======== SELECTION
"El Apagón" (English: "The Power Outage") is a song by Puerto Rican rapper Bad Bunny from his fifth studio album Un Verano Sin Ti. The song was released as the album's eighth single on September 16, 2022. Themes of the song include gentrification and the power outages. The song mixes reggaetón, house, and bomba influences.

Promotion and release
On May 2, 2022, Bad Bunny announced his fifth studio album, Un Verano Sin Ti, on which "El Apagón" is placed at number sixteen on the track list. On May 6, 2022, the song was released alongside the rest of Un Verano Sin Ti through Rimas Entertainment. The track includes an outro sung by Puerto Rican jewelry designer and guest vocalist Gabriela Berlingeri, Bad Bunny's girlfriend. In May 2022, Bad Bunny sang "El Apagón" during a power outage at El Nie Bar in Santurce, San Juan, Puerto Rico.
================
======== MATERIAL
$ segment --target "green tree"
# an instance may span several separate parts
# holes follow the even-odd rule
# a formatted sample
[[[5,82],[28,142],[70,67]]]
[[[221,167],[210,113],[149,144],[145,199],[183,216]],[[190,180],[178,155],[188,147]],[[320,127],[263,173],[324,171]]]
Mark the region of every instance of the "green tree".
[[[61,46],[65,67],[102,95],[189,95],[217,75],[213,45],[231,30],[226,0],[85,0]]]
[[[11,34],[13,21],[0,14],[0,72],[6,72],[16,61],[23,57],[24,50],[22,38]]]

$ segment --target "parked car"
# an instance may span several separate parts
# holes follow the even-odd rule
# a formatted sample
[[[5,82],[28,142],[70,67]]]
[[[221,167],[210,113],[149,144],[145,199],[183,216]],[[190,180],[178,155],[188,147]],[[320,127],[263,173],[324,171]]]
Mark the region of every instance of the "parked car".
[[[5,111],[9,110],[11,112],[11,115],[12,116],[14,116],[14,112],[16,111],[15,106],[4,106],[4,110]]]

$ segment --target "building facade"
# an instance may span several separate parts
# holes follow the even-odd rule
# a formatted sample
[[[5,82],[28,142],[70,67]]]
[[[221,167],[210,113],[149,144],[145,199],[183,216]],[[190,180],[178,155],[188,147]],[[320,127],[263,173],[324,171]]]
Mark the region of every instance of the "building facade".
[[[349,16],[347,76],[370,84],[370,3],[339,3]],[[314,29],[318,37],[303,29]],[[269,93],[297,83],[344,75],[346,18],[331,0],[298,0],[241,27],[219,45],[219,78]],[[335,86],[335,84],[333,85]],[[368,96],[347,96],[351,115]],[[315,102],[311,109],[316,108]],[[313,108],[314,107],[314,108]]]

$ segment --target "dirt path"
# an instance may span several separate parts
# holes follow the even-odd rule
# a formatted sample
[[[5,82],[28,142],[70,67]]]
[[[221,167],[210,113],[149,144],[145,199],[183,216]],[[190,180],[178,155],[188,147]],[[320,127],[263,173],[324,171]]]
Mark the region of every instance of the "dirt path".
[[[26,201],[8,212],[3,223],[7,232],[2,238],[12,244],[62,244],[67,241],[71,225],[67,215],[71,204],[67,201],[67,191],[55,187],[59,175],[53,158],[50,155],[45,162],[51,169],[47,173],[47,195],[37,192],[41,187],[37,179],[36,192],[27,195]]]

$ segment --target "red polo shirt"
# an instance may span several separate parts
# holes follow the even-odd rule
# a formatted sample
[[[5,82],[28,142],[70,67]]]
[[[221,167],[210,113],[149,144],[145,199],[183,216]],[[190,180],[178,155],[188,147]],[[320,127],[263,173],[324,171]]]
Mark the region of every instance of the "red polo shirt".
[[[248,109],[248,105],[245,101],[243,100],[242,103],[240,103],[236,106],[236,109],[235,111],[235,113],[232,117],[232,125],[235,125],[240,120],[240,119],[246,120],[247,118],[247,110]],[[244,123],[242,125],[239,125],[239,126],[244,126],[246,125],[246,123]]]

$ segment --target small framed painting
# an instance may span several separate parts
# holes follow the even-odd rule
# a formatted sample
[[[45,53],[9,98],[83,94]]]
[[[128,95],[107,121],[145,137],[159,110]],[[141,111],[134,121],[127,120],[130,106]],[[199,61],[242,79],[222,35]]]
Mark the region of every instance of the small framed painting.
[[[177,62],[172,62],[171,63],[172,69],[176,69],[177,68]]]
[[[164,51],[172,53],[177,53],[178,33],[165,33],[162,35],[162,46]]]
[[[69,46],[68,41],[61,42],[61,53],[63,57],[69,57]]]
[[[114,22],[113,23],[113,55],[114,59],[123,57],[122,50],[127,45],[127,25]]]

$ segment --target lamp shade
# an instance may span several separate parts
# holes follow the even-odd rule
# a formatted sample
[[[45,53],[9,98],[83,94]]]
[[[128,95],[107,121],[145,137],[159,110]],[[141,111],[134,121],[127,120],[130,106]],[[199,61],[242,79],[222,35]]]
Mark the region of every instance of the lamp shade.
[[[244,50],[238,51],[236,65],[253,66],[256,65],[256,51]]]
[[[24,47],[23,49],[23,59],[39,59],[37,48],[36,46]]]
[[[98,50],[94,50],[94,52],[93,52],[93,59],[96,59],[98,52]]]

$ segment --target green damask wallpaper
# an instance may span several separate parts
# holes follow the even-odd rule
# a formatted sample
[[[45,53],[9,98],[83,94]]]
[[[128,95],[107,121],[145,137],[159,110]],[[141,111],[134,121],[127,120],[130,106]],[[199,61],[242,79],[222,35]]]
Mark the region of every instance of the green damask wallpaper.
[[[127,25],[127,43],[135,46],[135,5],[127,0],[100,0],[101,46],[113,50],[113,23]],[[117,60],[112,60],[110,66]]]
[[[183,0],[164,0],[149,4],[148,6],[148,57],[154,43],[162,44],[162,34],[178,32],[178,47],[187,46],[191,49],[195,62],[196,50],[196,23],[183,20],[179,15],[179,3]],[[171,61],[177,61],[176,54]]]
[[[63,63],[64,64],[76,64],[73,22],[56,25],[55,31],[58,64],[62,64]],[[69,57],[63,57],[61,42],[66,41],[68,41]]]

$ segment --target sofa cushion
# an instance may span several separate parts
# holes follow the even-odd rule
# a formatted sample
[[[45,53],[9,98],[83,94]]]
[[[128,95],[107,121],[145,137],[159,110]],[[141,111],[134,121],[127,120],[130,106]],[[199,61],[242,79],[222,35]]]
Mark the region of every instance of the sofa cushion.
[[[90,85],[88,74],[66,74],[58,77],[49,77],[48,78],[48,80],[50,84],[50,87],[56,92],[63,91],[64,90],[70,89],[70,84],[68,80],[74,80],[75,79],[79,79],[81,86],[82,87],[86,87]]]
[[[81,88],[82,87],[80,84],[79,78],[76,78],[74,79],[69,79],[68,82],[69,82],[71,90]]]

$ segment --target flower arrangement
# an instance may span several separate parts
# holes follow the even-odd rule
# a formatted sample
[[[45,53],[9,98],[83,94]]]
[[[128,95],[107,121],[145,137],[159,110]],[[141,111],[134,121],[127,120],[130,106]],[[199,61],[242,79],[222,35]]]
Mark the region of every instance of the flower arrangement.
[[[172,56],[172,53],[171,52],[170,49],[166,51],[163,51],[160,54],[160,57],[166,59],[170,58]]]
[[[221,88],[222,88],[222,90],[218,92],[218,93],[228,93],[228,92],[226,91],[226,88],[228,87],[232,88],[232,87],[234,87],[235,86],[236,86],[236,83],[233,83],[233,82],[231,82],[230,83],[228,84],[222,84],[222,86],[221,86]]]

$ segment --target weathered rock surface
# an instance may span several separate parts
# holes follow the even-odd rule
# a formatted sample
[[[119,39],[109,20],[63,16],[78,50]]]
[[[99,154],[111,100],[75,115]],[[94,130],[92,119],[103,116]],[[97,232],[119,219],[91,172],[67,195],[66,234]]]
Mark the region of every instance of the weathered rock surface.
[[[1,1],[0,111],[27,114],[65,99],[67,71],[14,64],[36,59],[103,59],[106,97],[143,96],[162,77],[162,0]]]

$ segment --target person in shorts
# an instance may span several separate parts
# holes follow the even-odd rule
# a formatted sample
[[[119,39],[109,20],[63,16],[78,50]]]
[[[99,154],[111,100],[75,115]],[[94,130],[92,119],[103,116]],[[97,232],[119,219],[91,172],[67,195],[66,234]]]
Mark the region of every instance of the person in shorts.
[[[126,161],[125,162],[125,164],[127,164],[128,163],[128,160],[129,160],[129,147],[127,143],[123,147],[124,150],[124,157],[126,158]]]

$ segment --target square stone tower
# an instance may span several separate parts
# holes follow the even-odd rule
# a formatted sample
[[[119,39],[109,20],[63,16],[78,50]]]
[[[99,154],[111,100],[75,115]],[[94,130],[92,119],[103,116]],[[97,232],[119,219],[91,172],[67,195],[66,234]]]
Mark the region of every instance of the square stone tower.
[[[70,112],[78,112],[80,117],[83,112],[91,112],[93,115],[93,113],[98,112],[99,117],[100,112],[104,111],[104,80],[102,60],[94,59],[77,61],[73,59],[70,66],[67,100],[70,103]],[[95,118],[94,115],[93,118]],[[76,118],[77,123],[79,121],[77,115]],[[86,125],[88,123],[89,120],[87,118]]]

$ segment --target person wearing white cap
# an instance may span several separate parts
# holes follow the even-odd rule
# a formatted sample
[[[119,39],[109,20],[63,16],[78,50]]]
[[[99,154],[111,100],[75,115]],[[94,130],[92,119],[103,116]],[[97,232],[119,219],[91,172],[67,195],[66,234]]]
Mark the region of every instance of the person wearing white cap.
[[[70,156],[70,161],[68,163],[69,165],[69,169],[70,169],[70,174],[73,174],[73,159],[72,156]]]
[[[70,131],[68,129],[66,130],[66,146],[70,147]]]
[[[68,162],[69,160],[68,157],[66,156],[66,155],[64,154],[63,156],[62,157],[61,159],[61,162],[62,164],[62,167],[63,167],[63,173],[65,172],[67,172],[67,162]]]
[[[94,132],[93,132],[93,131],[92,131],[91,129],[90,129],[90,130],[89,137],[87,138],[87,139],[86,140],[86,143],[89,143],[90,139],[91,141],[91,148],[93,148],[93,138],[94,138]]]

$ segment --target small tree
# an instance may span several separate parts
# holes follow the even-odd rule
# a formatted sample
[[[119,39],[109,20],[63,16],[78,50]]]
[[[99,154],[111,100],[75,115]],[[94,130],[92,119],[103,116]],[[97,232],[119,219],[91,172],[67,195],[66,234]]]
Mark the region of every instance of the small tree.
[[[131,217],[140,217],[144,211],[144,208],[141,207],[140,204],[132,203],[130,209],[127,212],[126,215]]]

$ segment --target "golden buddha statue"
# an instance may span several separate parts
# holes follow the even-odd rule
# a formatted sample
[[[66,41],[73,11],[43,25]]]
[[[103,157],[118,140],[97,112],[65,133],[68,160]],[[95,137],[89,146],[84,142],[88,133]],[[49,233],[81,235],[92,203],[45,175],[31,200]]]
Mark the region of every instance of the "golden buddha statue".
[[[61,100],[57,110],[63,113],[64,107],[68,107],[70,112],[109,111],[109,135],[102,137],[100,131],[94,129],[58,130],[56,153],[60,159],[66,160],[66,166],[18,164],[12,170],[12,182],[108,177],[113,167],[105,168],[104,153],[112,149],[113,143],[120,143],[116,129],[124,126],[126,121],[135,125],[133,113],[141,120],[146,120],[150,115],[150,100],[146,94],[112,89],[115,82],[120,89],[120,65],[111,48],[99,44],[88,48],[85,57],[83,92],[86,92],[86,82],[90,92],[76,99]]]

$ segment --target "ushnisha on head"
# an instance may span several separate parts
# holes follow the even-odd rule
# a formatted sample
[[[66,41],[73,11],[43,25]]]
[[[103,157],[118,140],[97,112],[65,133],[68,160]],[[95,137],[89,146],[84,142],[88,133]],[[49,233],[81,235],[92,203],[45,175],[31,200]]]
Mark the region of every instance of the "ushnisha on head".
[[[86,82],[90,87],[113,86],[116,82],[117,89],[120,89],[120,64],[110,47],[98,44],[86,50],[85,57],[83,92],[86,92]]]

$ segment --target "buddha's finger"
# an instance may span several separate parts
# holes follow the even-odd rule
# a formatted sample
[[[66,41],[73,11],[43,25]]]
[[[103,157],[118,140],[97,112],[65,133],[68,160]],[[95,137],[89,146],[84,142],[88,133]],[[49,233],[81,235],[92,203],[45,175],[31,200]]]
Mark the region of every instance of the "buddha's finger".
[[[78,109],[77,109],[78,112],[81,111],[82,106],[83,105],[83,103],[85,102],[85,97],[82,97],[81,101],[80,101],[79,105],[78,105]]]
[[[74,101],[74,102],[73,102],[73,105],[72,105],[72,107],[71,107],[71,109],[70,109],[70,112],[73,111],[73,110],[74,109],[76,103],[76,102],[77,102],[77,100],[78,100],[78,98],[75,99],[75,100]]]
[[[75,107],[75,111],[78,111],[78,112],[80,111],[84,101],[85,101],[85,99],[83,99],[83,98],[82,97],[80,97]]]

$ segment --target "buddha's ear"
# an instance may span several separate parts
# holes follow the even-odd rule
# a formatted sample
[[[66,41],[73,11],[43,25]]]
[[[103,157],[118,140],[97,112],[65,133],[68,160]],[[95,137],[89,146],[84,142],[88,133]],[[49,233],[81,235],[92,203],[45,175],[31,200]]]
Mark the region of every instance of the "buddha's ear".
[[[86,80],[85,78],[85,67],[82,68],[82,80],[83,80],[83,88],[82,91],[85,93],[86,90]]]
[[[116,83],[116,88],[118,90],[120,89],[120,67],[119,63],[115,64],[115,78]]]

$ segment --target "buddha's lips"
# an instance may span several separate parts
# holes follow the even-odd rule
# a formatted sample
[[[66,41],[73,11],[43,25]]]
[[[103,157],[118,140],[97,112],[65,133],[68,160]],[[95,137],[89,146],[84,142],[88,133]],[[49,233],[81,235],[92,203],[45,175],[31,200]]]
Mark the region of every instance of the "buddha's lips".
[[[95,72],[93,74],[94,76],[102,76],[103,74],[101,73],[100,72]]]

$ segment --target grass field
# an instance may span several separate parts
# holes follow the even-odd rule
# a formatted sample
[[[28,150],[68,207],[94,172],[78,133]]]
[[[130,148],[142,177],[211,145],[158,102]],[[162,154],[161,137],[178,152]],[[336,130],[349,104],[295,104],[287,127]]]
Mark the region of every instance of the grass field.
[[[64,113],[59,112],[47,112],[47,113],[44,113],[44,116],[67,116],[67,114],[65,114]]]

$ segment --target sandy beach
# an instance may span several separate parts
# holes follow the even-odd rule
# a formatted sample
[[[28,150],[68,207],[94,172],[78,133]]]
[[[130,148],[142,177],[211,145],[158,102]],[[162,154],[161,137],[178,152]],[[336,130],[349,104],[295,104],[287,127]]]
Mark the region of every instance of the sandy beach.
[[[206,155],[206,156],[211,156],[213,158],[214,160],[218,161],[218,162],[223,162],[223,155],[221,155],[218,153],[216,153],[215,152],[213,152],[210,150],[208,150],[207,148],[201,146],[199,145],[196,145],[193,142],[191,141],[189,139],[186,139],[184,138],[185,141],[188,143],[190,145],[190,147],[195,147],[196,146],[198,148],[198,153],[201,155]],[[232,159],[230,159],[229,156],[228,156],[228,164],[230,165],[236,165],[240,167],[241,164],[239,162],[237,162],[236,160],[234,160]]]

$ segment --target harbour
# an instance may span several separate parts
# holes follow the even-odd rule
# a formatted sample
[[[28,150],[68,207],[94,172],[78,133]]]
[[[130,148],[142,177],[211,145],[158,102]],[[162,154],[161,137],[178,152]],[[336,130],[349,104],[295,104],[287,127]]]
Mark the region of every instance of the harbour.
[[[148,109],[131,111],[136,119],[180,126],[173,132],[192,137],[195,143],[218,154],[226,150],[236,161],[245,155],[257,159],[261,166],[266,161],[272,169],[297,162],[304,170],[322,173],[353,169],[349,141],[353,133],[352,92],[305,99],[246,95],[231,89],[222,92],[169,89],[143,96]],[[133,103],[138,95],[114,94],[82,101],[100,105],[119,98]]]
================
CHALLENGES:
**A.** List the musical influences that the passage on "El Apagón" says the song mixes.
**B.** Answer these questions from the passage on "El Apagón":
(i) At what position on the Un Verano Sin Ti track list does the song appear?
(ii) Who sings the track's outro?
(iii) Through which company was the song released with the rest of the album?

SOLUTION SET:
**A.** Reggaetón, house, bomba

**B.**
(i) Number sixteen
(ii) Gabriela Berlingeri
(iii) Rimas Entertainment